# start of Page text

O'Reilly comes in in a second tier along with Prentice Hall and New Riders. I would note that O'Reilly's quality control has not been as good recently, and I've found numerous problems in the editing.
The lower middle tier has Apress, who publish books on timely subjects, but whose books tend to feel like they've been pushed out the door just to meet some timeline and which are often very poorly edited and checked, and groups like "Friends of Ed" whose books tend to cover interesting topics, but are technically trash with frequent errors in code and again very poor editing.
Springer is an interesting data point. Their good books are very good indeed, among the best, but they also produce some of the worst crap in print - with poor (and frequently incorrect) content, little or no editing and almost non-existent quality control. Worse yet, much of their stuff is so overpriced it is silly ($120 for a 200 page book with 10 pages of real content). I think much of this is produced because libraries have subscriptions for the junk and buy it no matter how bad it is.
There are some other publishers in the field that seem to be moving up. Thompson Course Technology used to publish only the worst tier of textbooks (poorly written full color crapfests on microsoft office that fell apart after a semester's use and cost $100+) but they're now moving up into a nicer neighborhood with a couple of good releases in the last year or so and may be someone to consider.
If I read the question correctly, you've already written a fair amount of the book already, yes? If so, stop writing. Find the publisher first, then work with them on producing the book.
There is no such thing as a generic book, especially in technology instruction. Peachpit, Apress, O'Reilly, etc. all publish very different sorts of books, with different styles and audiences. Adapting from one to another is more work than writing it "to fit" from the beginning.
I'm currently working on Drupal 7: Visual QuickStart Guide for Peachpit, which has a strict style based on step-by-step instructions and very little narrative writing. If I were writing a generic book, it would be all narrative, and I'd never have gotten this contract. (The Peachpit folks have been wonderful, by the way.)
Tom Geller
Syngress Publishing aka Elsevier is HORRIBLE. They have no functional editors that can catch double words, mistakes in table of contents, or arrange for actual tech reviews. On top of all that they have this unspoken policy where the most popular author of the book gets his name front and center on the cover with large font regardless of how much work they put into the book (i.e. Dan Kaminsky on their IDA pro book, he didn't really do much on that)
I have published four books with O'Reilly, and I have had brief encounters with other publishers. As a book consumer interested in cloud computing, Java, scripting languages, I look to Manning, Prag, and O'Reilly most of the time, and I'm also impressed with books from AW. Here are my experiences, maybe they might help:
When I wrote Jakarta Commons Cookbook, I had no agent, I worked directly with a great editor, Brett McLaughlin. Brett has since moved on from animal books and is now focused on books in the Heads First series. I would have never finished my book was it not for Brett's attention and guidance. If you are new to the book writing process, you will want to find an editor who knows your technology and who believes in the idea behind your book. I had maybe 5 reviewers, the book sold something in the range of 6-7k. While the publisher didn't view this as a success, I was satisfied with the sales and exposure, and I enjoyed the writing process. This book was written in Word, to properly insert XREF (cross references between sections and chapters) I had to load the entire book into Word and then run some hefty macros. I was constantly freezing the machine and Word was much more a nuisance that a helpful tool.

# end of Page text

▸ **To be done**: According to the page text, why should someone who has already written much of a book stop writing and find a publisher first? Please answer in one to three sentences.

# start of Records

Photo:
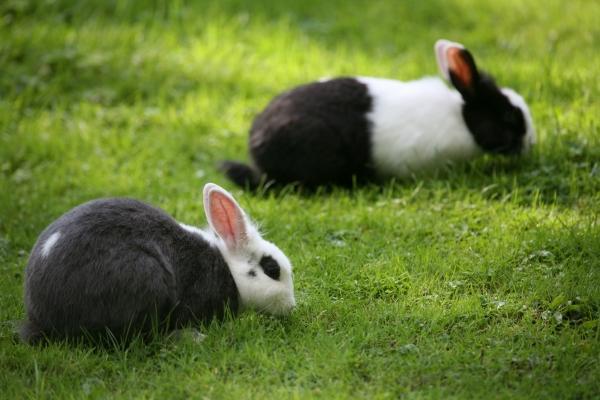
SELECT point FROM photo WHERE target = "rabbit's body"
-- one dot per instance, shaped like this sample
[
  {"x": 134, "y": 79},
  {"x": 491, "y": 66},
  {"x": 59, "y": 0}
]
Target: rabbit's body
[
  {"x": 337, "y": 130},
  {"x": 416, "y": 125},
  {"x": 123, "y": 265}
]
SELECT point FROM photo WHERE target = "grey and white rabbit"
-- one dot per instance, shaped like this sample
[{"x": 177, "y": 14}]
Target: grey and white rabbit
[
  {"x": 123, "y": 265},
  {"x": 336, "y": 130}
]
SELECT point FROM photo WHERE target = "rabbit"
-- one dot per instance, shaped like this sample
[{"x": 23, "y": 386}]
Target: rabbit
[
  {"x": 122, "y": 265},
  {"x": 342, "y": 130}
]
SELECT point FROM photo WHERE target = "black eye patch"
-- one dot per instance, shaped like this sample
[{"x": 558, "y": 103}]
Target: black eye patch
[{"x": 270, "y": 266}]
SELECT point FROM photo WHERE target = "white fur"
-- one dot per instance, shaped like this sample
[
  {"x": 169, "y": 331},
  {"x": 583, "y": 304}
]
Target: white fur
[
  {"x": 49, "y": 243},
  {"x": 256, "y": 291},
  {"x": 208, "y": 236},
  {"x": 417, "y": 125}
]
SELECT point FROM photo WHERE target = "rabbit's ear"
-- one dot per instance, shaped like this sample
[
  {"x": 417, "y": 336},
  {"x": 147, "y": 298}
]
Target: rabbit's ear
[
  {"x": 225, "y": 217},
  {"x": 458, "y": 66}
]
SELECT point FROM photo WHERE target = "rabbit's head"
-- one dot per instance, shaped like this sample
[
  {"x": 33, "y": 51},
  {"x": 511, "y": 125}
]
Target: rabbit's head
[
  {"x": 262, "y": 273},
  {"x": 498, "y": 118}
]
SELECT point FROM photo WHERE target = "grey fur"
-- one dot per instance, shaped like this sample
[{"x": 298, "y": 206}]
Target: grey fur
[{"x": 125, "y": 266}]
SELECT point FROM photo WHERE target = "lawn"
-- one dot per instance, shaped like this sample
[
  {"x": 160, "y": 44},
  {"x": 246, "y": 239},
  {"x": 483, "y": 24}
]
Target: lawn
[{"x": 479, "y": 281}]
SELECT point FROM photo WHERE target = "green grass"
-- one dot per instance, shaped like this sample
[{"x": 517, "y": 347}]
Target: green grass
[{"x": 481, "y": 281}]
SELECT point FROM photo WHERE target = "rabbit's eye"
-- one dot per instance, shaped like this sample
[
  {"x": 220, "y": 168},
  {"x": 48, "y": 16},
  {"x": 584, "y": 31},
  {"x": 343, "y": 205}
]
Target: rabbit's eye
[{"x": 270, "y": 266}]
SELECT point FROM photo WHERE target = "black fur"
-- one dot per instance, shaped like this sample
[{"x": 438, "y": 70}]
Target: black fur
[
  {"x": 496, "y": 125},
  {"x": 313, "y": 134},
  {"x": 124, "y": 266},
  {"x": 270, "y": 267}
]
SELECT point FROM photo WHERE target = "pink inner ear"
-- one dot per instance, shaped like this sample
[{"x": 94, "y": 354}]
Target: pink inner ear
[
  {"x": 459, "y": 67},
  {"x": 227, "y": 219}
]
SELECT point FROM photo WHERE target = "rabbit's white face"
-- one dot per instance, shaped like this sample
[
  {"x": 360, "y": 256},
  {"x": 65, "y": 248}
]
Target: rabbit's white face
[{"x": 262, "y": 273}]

# end of Records
# start of Records

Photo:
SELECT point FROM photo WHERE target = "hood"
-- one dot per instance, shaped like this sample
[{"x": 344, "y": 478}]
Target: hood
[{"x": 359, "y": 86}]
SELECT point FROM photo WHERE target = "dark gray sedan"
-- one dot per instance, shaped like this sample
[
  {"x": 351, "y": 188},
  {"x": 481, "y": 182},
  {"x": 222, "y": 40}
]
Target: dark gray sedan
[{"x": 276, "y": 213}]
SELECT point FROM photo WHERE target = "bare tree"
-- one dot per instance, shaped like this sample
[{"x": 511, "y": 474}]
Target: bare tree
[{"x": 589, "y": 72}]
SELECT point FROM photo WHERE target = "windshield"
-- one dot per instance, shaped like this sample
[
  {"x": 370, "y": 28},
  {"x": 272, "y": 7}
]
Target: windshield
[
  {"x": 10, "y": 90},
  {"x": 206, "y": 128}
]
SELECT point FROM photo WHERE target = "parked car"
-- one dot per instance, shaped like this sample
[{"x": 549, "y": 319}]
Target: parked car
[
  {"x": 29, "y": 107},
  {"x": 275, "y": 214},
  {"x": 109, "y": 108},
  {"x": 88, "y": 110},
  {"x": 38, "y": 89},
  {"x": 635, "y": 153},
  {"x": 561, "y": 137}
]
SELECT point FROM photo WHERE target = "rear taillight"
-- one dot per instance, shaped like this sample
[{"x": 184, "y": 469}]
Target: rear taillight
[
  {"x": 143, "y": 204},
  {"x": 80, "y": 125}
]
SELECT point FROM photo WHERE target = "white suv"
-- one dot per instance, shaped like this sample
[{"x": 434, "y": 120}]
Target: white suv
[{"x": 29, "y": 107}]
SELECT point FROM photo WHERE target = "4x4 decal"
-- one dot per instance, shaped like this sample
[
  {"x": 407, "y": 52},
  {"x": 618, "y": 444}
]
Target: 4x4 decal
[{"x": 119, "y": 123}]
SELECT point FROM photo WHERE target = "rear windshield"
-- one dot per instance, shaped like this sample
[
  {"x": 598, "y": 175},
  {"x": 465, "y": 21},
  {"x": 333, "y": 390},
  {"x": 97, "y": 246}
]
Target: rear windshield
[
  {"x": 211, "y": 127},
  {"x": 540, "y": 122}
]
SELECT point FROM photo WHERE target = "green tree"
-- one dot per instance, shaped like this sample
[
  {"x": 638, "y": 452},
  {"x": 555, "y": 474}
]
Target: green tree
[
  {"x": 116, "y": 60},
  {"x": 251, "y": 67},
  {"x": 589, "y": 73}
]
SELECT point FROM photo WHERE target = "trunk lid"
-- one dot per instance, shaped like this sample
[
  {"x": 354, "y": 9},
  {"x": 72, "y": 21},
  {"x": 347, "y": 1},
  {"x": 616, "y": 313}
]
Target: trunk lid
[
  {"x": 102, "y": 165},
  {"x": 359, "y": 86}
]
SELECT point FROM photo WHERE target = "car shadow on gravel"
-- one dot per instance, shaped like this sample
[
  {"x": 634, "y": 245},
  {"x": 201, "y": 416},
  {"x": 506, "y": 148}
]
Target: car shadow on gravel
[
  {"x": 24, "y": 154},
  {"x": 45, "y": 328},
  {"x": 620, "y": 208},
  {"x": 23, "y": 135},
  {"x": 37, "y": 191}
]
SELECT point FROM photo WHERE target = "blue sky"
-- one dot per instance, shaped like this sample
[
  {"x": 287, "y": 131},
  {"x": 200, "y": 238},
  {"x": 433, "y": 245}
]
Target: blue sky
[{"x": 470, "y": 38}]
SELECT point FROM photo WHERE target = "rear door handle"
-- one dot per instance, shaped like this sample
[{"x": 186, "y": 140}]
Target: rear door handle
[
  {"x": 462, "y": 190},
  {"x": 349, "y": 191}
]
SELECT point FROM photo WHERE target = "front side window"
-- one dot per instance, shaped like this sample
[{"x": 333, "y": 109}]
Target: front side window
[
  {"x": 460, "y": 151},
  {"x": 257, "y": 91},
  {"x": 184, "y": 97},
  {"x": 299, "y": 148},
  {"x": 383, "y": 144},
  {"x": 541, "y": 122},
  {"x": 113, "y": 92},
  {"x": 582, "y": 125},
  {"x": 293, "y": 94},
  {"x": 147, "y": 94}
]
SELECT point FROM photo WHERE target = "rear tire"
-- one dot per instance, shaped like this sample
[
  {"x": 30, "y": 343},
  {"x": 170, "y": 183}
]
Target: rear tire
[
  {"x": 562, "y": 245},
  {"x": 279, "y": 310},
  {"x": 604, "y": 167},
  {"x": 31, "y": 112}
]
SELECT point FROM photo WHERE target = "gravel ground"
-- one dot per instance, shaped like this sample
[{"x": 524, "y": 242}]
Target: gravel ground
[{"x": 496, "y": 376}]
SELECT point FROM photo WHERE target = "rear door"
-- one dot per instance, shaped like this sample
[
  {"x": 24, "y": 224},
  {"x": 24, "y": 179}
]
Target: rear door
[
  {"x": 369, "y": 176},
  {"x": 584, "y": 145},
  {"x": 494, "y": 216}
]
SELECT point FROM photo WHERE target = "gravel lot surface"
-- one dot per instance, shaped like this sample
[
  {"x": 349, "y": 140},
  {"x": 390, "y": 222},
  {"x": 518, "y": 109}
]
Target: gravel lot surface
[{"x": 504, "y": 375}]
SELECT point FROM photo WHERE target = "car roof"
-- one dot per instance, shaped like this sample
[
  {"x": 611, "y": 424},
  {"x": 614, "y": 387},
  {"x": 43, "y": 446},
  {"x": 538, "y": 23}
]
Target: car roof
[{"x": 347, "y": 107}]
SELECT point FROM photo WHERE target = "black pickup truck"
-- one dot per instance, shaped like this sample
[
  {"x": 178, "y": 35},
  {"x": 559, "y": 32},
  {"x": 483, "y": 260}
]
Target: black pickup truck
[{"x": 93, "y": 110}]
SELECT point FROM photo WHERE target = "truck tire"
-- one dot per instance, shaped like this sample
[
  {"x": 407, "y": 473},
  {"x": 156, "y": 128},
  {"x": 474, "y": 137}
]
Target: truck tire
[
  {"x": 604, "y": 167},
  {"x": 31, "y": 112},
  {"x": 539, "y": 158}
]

# end of Records

▸ **Exercise answer**: There is no such thing as a generic book, especially in technology instruction, because publishers such as Peachpit, Apress, and O'Reilly put out very different sorts of books with different styles and audiences. Adapting a book from one publisher's style to another's is more work than writing it to fit from the beginning.